This exercise calls for every line of the data below with the string "snow" in it.

#####

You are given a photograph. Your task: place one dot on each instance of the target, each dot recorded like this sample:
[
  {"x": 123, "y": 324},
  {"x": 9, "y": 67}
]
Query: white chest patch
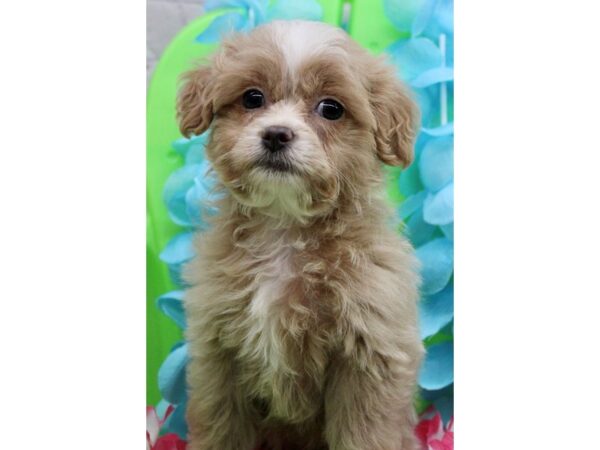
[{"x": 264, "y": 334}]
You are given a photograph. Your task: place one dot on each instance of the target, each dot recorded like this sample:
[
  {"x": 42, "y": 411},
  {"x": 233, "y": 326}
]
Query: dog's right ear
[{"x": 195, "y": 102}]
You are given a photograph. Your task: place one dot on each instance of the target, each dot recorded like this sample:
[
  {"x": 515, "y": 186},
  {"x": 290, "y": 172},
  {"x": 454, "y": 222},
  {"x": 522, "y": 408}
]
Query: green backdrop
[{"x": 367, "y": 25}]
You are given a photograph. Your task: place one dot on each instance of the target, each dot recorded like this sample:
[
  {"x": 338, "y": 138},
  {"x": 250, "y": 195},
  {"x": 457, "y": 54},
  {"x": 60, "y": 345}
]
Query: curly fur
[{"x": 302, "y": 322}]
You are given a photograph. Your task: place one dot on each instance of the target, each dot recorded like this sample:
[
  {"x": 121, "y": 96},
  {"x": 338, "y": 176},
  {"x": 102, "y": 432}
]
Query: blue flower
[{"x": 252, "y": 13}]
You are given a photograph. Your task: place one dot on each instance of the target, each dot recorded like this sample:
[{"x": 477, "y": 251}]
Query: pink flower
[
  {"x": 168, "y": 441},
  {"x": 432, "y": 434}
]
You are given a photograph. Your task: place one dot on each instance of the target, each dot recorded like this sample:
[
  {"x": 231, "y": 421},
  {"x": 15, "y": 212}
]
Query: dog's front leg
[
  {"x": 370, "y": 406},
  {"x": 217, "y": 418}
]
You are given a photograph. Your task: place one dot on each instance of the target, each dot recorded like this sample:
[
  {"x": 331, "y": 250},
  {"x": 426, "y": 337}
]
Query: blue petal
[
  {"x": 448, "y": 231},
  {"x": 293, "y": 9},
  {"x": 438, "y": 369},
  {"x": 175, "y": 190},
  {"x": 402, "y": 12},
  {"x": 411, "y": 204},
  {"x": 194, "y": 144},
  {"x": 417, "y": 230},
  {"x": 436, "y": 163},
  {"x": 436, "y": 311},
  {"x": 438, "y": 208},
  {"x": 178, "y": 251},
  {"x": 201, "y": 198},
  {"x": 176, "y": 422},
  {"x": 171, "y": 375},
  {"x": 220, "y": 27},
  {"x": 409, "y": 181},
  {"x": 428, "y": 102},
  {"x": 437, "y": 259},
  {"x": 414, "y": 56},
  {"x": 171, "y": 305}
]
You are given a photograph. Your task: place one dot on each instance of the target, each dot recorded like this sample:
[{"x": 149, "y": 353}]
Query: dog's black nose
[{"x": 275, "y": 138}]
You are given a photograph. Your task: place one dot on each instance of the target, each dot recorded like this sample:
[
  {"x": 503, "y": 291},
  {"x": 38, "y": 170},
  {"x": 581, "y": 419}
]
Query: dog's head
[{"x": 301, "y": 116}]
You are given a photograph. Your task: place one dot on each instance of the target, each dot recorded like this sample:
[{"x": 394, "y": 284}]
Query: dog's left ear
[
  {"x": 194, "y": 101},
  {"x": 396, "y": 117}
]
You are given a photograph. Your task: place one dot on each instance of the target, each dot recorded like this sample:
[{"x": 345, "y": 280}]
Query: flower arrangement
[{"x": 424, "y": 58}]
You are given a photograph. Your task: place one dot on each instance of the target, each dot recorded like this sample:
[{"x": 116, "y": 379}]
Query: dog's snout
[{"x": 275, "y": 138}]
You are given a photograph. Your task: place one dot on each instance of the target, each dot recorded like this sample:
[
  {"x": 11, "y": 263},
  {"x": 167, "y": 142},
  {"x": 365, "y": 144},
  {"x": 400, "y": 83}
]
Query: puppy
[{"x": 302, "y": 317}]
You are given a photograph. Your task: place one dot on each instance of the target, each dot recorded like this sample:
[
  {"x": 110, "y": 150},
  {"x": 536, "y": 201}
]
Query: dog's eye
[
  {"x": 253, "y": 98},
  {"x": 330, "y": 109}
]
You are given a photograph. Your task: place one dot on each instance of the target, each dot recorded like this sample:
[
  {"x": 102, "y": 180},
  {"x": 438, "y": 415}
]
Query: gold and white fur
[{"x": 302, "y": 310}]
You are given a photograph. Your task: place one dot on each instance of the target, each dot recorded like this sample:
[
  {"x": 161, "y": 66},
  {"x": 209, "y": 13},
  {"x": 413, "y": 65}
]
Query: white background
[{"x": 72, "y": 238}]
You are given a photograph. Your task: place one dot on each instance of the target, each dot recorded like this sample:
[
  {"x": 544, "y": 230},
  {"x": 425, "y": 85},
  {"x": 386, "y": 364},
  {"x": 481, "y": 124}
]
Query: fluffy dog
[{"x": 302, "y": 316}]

#####

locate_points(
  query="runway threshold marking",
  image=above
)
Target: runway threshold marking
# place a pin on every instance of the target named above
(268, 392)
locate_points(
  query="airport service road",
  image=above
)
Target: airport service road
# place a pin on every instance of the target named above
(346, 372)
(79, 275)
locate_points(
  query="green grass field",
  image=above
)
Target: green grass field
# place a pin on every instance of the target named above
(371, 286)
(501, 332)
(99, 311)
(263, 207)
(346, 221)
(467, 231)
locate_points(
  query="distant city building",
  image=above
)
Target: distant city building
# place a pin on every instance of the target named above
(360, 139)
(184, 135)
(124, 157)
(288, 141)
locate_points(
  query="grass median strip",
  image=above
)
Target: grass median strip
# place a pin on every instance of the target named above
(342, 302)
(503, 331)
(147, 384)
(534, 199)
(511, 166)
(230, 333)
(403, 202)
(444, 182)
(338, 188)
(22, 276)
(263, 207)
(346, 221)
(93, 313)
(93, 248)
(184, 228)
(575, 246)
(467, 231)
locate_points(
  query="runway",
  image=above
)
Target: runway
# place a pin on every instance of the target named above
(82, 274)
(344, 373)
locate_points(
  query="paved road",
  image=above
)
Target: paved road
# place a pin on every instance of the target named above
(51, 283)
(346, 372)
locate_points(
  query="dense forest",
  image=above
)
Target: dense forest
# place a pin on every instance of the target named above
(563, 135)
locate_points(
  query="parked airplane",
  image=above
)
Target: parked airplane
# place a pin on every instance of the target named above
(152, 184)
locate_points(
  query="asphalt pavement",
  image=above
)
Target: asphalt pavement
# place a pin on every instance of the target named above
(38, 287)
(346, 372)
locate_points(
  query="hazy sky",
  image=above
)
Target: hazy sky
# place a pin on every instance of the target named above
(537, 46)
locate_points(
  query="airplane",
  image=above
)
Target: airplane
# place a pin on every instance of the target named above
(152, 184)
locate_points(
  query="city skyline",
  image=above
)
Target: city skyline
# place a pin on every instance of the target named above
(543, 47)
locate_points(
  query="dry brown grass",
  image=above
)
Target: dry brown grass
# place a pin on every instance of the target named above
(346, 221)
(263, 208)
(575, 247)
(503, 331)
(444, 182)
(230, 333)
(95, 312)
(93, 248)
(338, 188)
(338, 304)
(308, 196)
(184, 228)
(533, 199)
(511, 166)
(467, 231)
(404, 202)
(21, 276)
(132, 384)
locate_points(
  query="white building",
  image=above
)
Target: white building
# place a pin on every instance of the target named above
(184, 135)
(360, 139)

#####

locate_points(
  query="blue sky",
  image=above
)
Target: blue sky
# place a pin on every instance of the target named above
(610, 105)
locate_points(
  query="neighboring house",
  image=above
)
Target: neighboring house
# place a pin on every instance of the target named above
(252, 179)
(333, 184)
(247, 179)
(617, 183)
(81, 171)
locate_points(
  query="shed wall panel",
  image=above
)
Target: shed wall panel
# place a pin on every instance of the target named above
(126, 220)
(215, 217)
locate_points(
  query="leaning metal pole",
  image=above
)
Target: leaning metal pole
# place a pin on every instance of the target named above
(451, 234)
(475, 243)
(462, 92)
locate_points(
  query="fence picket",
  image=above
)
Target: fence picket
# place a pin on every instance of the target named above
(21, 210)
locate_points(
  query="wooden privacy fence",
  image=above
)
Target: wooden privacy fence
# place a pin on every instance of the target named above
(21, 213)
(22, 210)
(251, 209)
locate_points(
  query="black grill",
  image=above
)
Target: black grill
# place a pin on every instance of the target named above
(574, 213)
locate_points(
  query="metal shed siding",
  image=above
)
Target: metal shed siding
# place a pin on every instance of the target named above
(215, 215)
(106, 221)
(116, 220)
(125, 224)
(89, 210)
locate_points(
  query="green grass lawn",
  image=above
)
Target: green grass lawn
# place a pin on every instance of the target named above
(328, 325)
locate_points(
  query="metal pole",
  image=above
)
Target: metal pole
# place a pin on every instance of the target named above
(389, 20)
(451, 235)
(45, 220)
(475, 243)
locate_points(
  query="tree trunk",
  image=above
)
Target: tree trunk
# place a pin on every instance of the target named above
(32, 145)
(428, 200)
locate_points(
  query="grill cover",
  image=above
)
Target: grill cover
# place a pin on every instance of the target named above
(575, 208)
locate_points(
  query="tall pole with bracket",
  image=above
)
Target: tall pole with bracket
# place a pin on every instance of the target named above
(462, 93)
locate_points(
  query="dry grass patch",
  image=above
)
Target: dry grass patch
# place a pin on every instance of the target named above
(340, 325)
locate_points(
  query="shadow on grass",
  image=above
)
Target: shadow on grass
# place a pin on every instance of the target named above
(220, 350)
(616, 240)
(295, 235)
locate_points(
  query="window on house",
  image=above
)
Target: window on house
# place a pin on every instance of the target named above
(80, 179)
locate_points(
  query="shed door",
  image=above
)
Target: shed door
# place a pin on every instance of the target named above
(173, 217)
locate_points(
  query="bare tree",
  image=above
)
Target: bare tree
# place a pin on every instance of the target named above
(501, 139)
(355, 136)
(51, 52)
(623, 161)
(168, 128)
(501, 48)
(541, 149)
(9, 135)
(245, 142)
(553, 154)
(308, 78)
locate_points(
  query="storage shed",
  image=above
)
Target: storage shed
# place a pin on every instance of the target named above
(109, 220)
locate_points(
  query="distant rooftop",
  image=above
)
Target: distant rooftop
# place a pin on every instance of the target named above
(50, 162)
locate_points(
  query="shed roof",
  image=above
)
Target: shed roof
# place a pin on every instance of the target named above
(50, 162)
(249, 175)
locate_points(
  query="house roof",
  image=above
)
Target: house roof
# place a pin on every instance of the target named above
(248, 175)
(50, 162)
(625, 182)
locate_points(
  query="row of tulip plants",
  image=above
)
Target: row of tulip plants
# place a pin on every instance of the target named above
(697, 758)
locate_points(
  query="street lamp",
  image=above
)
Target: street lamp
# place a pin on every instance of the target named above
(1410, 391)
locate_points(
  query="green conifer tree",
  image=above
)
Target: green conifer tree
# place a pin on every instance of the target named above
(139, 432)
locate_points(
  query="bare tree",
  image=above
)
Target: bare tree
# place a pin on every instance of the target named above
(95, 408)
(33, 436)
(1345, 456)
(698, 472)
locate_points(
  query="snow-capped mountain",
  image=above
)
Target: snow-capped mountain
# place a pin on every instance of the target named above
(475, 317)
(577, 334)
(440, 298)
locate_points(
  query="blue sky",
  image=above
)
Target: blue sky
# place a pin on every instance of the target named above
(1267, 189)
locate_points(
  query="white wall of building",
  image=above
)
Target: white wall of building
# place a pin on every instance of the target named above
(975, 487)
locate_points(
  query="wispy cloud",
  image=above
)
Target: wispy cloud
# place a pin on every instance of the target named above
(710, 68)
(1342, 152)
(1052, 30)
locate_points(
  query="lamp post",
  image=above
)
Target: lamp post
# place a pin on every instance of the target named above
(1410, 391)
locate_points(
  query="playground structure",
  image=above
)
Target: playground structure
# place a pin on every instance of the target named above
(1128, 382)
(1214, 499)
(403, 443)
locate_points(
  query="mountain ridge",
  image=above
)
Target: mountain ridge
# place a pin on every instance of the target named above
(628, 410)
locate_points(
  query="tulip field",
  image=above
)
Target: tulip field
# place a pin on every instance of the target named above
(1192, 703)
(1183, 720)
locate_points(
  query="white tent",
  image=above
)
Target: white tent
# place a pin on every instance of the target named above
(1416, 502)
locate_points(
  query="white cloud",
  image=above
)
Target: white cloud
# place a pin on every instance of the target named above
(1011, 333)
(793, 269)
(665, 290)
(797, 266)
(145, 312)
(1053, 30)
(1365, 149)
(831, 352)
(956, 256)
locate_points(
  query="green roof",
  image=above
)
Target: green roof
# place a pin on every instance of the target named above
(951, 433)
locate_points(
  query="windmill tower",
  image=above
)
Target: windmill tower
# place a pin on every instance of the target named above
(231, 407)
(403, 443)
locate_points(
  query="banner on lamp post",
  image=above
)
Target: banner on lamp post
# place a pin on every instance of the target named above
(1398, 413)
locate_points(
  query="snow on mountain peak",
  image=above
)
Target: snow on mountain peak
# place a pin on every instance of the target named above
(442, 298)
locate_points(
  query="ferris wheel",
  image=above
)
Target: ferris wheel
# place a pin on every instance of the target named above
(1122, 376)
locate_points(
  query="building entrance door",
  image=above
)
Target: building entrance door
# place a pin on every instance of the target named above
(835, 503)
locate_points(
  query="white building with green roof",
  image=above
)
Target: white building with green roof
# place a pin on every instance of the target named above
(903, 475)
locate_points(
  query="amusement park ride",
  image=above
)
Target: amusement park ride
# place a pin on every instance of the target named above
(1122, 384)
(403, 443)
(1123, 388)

#####

§ **The completed task**:
  query="snow-capped mountain",
Target: snow-capped mountain
  query="snow on mountain peak",
Target: snow on mountain peak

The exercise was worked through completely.